#### What is being asked
Transcribe every entry word for word, leaving out all images.

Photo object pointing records

===

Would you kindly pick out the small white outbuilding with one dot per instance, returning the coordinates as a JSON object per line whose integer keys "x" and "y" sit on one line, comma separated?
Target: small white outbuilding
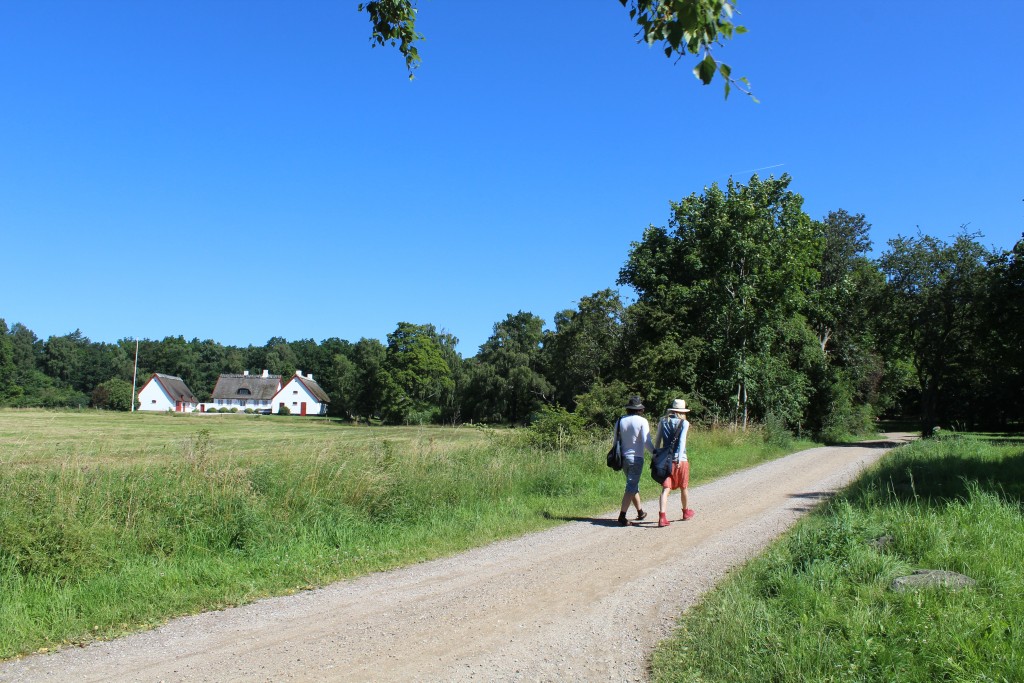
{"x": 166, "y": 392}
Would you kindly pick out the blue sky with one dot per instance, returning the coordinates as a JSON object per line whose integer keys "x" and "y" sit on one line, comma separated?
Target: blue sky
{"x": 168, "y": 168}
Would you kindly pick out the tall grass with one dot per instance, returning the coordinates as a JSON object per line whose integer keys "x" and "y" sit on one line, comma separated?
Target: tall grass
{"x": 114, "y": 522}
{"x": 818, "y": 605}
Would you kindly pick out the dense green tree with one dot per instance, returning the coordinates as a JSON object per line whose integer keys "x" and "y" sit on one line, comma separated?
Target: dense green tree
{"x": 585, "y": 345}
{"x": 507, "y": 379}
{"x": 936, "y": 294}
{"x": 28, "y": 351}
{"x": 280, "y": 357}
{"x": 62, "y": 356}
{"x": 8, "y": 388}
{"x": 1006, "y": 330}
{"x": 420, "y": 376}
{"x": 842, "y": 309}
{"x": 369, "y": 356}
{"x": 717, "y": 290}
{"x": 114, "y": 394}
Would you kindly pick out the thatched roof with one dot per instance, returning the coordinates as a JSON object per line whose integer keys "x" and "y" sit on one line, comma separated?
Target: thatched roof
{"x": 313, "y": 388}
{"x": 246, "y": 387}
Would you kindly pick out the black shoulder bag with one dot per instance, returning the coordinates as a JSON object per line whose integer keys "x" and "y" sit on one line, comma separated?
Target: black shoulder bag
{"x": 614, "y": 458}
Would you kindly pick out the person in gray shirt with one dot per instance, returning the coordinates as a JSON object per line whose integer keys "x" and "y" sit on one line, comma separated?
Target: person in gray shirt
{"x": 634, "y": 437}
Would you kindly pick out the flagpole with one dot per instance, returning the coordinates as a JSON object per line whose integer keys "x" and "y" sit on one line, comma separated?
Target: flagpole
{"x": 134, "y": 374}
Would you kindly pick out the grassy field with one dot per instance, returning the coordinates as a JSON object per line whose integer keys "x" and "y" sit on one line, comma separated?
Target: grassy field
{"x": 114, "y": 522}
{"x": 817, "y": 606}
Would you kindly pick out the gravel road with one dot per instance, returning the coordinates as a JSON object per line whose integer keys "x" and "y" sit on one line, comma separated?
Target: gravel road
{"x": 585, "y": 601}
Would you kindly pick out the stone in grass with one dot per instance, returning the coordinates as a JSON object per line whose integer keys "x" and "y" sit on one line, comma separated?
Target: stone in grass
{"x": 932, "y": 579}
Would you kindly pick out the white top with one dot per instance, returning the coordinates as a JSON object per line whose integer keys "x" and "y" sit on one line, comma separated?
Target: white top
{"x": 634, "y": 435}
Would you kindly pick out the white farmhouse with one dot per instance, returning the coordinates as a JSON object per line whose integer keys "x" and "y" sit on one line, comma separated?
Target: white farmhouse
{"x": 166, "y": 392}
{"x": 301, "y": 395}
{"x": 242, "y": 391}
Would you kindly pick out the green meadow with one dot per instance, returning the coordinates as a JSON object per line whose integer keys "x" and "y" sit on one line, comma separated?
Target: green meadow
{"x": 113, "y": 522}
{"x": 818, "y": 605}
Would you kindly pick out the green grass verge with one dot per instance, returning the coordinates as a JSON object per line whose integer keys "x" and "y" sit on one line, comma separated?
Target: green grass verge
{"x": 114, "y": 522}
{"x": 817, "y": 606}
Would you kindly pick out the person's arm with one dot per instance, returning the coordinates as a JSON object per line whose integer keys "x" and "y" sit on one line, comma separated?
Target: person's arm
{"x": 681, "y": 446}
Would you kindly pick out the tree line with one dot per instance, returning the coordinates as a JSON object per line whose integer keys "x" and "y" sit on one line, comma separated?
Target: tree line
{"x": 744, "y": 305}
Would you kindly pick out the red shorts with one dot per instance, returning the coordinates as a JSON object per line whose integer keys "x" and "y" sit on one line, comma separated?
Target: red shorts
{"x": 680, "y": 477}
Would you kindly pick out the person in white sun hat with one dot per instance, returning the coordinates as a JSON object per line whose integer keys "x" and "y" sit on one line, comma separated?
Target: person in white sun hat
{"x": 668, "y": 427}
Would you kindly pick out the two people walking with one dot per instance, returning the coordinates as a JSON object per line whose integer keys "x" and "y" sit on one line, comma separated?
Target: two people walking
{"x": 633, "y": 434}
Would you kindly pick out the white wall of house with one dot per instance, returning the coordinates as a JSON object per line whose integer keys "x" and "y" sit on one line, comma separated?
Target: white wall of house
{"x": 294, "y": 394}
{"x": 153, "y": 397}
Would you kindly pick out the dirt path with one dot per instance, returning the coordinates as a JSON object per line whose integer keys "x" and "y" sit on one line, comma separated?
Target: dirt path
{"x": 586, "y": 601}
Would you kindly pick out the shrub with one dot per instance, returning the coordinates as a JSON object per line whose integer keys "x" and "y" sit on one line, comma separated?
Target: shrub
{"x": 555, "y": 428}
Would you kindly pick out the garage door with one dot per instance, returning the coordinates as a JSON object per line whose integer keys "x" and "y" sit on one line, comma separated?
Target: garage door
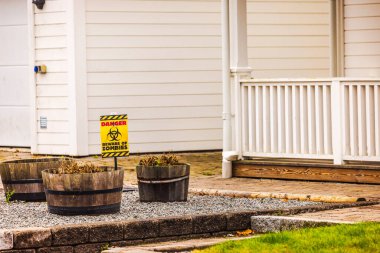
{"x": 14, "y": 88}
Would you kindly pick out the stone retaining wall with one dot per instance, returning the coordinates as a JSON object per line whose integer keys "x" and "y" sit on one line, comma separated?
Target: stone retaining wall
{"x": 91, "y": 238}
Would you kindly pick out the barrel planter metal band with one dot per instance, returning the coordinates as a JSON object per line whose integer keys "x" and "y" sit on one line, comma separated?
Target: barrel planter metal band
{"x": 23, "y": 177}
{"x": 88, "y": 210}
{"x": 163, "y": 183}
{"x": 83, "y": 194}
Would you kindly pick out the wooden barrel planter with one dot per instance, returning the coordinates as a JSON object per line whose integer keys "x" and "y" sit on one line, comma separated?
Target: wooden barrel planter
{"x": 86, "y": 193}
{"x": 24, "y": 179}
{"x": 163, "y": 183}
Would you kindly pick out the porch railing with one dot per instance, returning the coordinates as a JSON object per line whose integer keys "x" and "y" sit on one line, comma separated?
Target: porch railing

===

#### Exercise solution
Would you kindly pick out the small white outbuilding with one dot per instance, returning the coordinates as a JSON object per line whose integer keys "x" and "y" sit on one line, comma separated?
Target: small white outbuilding
{"x": 166, "y": 392}
Would you kindly pick out the blue sky with one dot per instance, returning the coordinates as a JSON object per line whose integer keys "x" and "y" sit on one line, comma separated?
Target: blue sky
{"x": 168, "y": 168}
Would you kindly pick out the tall grass with one dot per instance, returning the coordinates as a JSON object per line whose integer keys "x" and "y" sit on one line, comma separated?
Target: tall grass
{"x": 114, "y": 522}
{"x": 818, "y": 605}
Would you kindly pick out the dense green tree with one dot per instance, returning the coordinates as a JSON object per line whose integer keys "x" and "y" sit on one line, comma separated?
Target: dense green tree
{"x": 585, "y": 345}
{"x": 507, "y": 379}
{"x": 936, "y": 294}
{"x": 28, "y": 351}
{"x": 280, "y": 357}
{"x": 62, "y": 356}
{"x": 8, "y": 388}
{"x": 1006, "y": 330}
{"x": 420, "y": 376}
{"x": 842, "y": 309}
{"x": 369, "y": 356}
{"x": 717, "y": 290}
{"x": 114, "y": 394}
Would you kindly pick out the thatched roof with one dot per instance, returning the coordinates as a JSON object per line whose integer keys "x" and "y" sit on one line, comma separated?
Target: thatched roof
{"x": 313, "y": 388}
{"x": 246, "y": 387}
Would you kindly pick out the black shoulder bag with one dot per instance, returning the coordinates as a JSON object per line whose integer keys "x" and "y" sit on one line, comma separated?
Target: black shoulder bag
{"x": 614, "y": 458}
Would you kindly pick out the person in gray shirt with one dot per instance, returning the coordinates as a JSON object per line whose integer keys "x" and "y" sit on one line, comma separated?
Target: person in gray shirt
{"x": 634, "y": 437}
Would you kindly pick out the flagpole with one dot per instance, returning the coordinates as a JSON object per line whose integer keys "x" and "y" sit on one line, comma separated?
Target: flagpole
{"x": 134, "y": 374}
Would you kindly pick out the grassy field with one dot per instance, returning the coordinates as a JSON object per line whose integer keys "x" and "y" sit on one line, comma separated?
Target: grassy field
{"x": 114, "y": 522}
{"x": 817, "y": 606}
Would you kindly pick out the gravel road with one dot per instance, returning the coordinates as a JSON object per line whose integer keys "x" and "y" sit on one line, comma separated?
Target: gravel road
{"x": 585, "y": 601}
Would you kindly pick out the stone in grass with one dot per instance, returning the coordinates as a JSON object per line whose integer keys "x" and "y" sit on one line, comma separated?
Target: stone in grass
{"x": 932, "y": 579}
Would you kindly pick out the white top with one dot per instance, returning the coordinates as a JSON object per line whose integer keys "x" and "y" sit on one line, comma separated?
Target: white top
{"x": 634, "y": 435}
Would you kindly pick out the white farmhouse with one dot per instance, returning the coordinates as a JSON object per line whose integer keys "x" and "y" sit on one line, comma separated?
Target: white farmhouse
{"x": 166, "y": 392}
{"x": 301, "y": 395}
{"x": 242, "y": 391}
Would you kindly pick out the green meadow with one dot per instance, returning the coordinates as a JSON object per line whose integer keys "x" and "y" sit on one line, comma separated?
Target: green meadow
{"x": 113, "y": 522}
{"x": 818, "y": 605}
Would you kindly pick out the green grass verge with one dot per instance, returning the coordinates as a JSON object per line whose integer keys "x" and "y" sit on one line, comma separated?
Target: green grass verge
{"x": 114, "y": 522}
{"x": 817, "y": 606}
Would you kindly pick out the person's arm with one dot per instance, returning the coordinates as a JSON object per line whose integer keys "x" and "y" sit on one line, comma separated?
Target: person's arm
{"x": 681, "y": 446}
Would you kindly pick out the tree line with one dot per instance, returning the coordinates as a JSON object per line whose integer keys "x" and "y" sit on one line, comma separated?
Target: tree line
{"x": 744, "y": 305}
Would you kindly pick out the red shorts with one dot per instance, returning the coordinates as a JSON object per line whose integer keys "x" and "y" sit on one line, comma separated?
Target: red shorts
{"x": 680, "y": 477}
Would you kindly pick out the person in white sun hat with one dot per instance, returning the coordinates as a JSON object per line whose integer keys "x" and "y" sit on one line, comma separated?
Target: person in white sun hat
{"x": 668, "y": 427}
Would you kindly pick out the two people walking with one dot per instance, returning the coordinates as a JSON object per line whose integer keys "x" and "y" sit on one line, comma separated?
Target: two people walking
{"x": 633, "y": 434}
Would you kindly pick out the white wall of house with one dot per instance, returning the coordinates as a JSON object per line whose integer keys "x" and "y" sit on one line, comma separated?
Target: white wall of house
{"x": 294, "y": 394}
{"x": 153, "y": 397}
Would you kindly pick out the dirt path with one dot per instance, returning the coordinates as a JSON object per line whose integer keys "x" and "y" sit on one line, comma separated?
Target: dirt path
{"x": 586, "y": 601}
Would you kindly pick out the shrub with one dot per instance, returning the coordinates as a JSON object per line whose integer keys "x" and "y" sit on one line, comma separated?
Target: shrub
{"x": 555, "y": 428}
Would you kindly pick out the garage door with one dot per instance, returning the coordinates as a JSON object per line whose integer keys "x" and "y" sit on one line, comma separated?
Target: garage door
{"x": 14, "y": 88}
Would you kindly pick out the stone retaining wall with one dot per instance, returning the coordinates as a JSON object per line whose integer keys "x" and "y" sit on one line, comma separated?
Target: stone retaining wall
{"x": 91, "y": 238}
Would you kindly pick out the barrel planter metal band with one dot per instance, returning the coordinates as a JSON object per line whose integer keys "x" and "y" sit on one line, comma separated?
Target: barrel planter metal band
{"x": 23, "y": 177}
{"x": 88, "y": 210}
{"x": 163, "y": 183}
{"x": 83, "y": 194}
Would you kindly pick out the wooden barrel planter with one dot per instance, returning the coordinates as a JSON object per line whose integer keys "x" and "y" sit on one line, comma separated?
Target: wooden barrel planter
{"x": 86, "y": 193}
{"x": 24, "y": 179}
{"x": 163, "y": 183}
Would you kindly pick out the porch railing with one dot per instance, returning the coordinates as a JSON object per line whose integer keys "x" and "y" sit on one line, comma separated?
Target: porch railing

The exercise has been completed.